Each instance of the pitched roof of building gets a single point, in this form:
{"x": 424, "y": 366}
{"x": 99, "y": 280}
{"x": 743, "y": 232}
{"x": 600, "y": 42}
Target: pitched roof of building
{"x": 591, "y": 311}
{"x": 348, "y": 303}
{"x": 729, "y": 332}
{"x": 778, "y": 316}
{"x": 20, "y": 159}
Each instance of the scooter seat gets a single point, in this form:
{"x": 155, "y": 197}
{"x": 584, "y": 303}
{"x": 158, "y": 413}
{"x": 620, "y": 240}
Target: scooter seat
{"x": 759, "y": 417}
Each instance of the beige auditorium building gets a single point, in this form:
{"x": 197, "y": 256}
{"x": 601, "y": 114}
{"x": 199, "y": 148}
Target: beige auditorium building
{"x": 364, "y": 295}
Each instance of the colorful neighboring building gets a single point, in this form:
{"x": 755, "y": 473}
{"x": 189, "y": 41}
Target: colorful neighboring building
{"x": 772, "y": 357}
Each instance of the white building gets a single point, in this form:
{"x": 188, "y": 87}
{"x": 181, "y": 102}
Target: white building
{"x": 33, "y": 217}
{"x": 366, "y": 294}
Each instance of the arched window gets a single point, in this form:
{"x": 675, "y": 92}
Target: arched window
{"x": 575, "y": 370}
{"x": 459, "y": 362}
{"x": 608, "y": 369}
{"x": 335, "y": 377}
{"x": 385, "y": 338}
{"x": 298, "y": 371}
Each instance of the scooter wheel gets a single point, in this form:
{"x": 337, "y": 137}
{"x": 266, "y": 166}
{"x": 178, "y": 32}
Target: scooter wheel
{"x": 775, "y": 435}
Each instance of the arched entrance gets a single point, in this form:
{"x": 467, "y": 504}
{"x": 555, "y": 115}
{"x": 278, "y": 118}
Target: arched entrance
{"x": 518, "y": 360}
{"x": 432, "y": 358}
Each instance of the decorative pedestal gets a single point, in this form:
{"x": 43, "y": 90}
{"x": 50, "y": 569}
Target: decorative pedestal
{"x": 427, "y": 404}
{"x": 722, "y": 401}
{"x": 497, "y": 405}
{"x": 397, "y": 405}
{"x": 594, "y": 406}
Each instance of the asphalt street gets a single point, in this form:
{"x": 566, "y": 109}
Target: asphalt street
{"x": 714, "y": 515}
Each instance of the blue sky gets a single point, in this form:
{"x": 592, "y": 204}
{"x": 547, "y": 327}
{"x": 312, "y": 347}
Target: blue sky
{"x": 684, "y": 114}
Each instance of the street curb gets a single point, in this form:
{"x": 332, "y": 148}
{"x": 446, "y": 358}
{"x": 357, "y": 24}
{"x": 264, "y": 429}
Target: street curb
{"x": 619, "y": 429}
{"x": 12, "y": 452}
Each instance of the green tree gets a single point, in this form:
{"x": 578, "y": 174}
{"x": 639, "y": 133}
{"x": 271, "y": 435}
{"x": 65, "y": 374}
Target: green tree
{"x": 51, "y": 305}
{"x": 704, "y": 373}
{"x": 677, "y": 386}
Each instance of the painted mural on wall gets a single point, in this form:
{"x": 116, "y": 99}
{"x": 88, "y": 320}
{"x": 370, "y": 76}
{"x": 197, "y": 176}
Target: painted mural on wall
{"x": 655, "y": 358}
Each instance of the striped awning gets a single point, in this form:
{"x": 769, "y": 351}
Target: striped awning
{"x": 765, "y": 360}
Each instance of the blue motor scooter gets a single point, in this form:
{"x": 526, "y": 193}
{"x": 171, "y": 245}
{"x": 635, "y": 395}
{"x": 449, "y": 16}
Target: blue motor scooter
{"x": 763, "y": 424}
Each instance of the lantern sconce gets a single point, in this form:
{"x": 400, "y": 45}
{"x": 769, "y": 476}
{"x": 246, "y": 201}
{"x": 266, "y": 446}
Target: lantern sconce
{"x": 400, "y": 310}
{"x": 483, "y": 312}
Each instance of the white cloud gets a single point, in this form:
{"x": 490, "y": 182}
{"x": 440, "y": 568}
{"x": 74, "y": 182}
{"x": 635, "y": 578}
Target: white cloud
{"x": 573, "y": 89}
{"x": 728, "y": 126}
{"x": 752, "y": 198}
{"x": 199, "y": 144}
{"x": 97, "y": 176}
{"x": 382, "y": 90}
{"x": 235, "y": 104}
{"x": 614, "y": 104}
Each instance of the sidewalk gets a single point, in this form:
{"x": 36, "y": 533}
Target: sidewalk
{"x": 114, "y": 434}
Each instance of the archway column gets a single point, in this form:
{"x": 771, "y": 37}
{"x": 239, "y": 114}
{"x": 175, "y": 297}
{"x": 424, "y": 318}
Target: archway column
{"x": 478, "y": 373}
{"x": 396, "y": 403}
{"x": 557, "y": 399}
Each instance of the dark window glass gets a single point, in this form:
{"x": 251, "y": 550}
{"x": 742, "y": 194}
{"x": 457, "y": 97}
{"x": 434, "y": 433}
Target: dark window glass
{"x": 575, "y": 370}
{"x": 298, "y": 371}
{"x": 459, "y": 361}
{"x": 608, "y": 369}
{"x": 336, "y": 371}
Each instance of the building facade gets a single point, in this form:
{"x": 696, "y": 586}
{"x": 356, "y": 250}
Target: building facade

★ ★ ★ ★ ★ ★ ★

Please set down all of the records exactly.

ANSWER SPACE:
Each instance of the pitched roof of building gets a single point, in this form:
{"x": 424, "y": 366}
{"x": 99, "y": 280}
{"x": 743, "y": 232}
{"x": 600, "y": 42}
Target: pitched roof of building
{"x": 591, "y": 311}
{"x": 348, "y": 303}
{"x": 729, "y": 332}
{"x": 778, "y": 316}
{"x": 20, "y": 159}
Each instance of the scooter seat gets a single point, in this form:
{"x": 155, "y": 197}
{"x": 584, "y": 303}
{"x": 158, "y": 413}
{"x": 620, "y": 240}
Target: scooter seat
{"x": 759, "y": 417}
Each instance of the beige auditorium building gets a single point, in this form:
{"x": 197, "y": 256}
{"x": 601, "y": 114}
{"x": 199, "y": 148}
Target: beige auditorium building
{"x": 364, "y": 295}
Each instance of the colorful neighboring building gets a single point, in this form:
{"x": 755, "y": 473}
{"x": 189, "y": 41}
Target: colorful neighboring building
{"x": 772, "y": 357}
Each instance of the white building gets a single point, in this form:
{"x": 188, "y": 87}
{"x": 181, "y": 102}
Target: white building
{"x": 33, "y": 217}
{"x": 366, "y": 294}
Each instance of the arched window gets a single point, in this form:
{"x": 675, "y": 92}
Target: arched window
{"x": 575, "y": 370}
{"x": 459, "y": 362}
{"x": 608, "y": 369}
{"x": 335, "y": 377}
{"x": 385, "y": 338}
{"x": 298, "y": 371}
Each instance of the scooter wheel gets a single point, in this form:
{"x": 337, "y": 137}
{"x": 266, "y": 166}
{"x": 178, "y": 32}
Target: scooter wheel
{"x": 775, "y": 435}
Each instance of the arched entrance gets a single point, in this form:
{"x": 467, "y": 504}
{"x": 555, "y": 115}
{"x": 278, "y": 118}
Target: arched entrance
{"x": 518, "y": 360}
{"x": 432, "y": 358}
Each instance of the decorative pedestal gets a single point, in this form:
{"x": 43, "y": 90}
{"x": 50, "y": 569}
Target: decorative pedestal
{"x": 427, "y": 404}
{"x": 722, "y": 401}
{"x": 497, "y": 405}
{"x": 397, "y": 405}
{"x": 594, "y": 406}
Each instance of the asphalt street gets a single point, in this form:
{"x": 566, "y": 109}
Target: asphalt street
{"x": 714, "y": 515}
Each instance of the blue sky gets a single point, in this form:
{"x": 592, "y": 204}
{"x": 547, "y": 327}
{"x": 312, "y": 347}
Target: blue sky
{"x": 684, "y": 114}
Each instance of the street curb gets a single point, in this form:
{"x": 332, "y": 148}
{"x": 446, "y": 358}
{"x": 357, "y": 24}
{"x": 264, "y": 429}
Target: street curb
{"x": 619, "y": 429}
{"x": 12, "y": 452}
Each instance of the green tree gets a single point, in this form:
{"x": 578, "y": 174}
{"x": 639, "y": 133}
{"x": 271, "y": 435}
{"x": 65, "y": 374}
Target: green tree
{"x": 51, "y": 305}
{"x": 704, "y": 373}
{"x": 677, "y": 386}
Each instance of the painted mural on wall gets a single point, in this form:
{"x": 116, "y": 99}
{"x": 88, "y": 320}
{"x": 370, "y": 76}
{"x": 197, "y": 176}
Target: painted mural on wall
{"x": 655, "y": 358}
Each instance of the striped awning gets a single point, in this form:
{"x": 769, "y": 351}
Target: striped awning
{"x": 765, "y": 360}
Each instance of the blue motor scooter gets a single point, in this form:
{"x": 526, "y": 193}
{"x": 171, "y": 245}
{"x": 635, "y": 395}
{"x": 449, "y": 16}
Target: blue motor scooter
{"x": 763, "y": 424}
Each instance of the lantern sconce gets a single point, in this form:
{"x": 400, "y": 45}
{"x": 769, "y": 476}
{"x": 246, "y": 201}
{"x": 266, "y": 446}
Target: lantern sconce
{"x": 400, "y": 310}
{"x": 483, "y": 312}
Each instance of the white cloud gets a single point, in this form:
{"x": 490, "y": 182}
{"x": 440, "y": 568}
{"x": 74, "y": 182}
{"x": 635, "y": 578}
Target: white cloud
{"x": 573, "y": 89}
{"x": 728, "y": 126}
{"x": 752, "y": 198}
{"x": 199, "y": 144}
{"x": 97, "y": 176}
{"x": 382, "y": 90}
{"x": 235, "y": 104}
{"x": 614, "y": 104}
Each instance of the sidewalk gets a single point, in this form:
{"x": 36, "y": 533}
Target: sidewalk
{"x": 114, "y": 434}
Each instance of the archway column gets a single point, in this form:
{"x": 771, "y": 37}
{"x": 239, "y": 114}
{"x": 175, "y": 297}
{"x": 424, "y": 318}
Target: archway column
{"x": 478, "y": 373}
{"x": 396, "y": 403}
{"x": 557, "y": 399}
Each instance of the dark window glass gets a single point, in this form:
{"x": 251, "y": 550}
{"x": 742, "y": 194}
{"x": 457, "y": 97}
{"x": 434, "y": 433}
Target: dark window glass
{"x": 575, "y": 370}
{"x": 298, "y": 371}
{"x": 459, "y": 361}
{"x": 608, "y": 369}
{"x": 336, "y": 371}
Each instance of the building facade gets a single point, in this form:
{"x": 696, "y": 586}
{"x": 356, "y": 250}
Target: building facade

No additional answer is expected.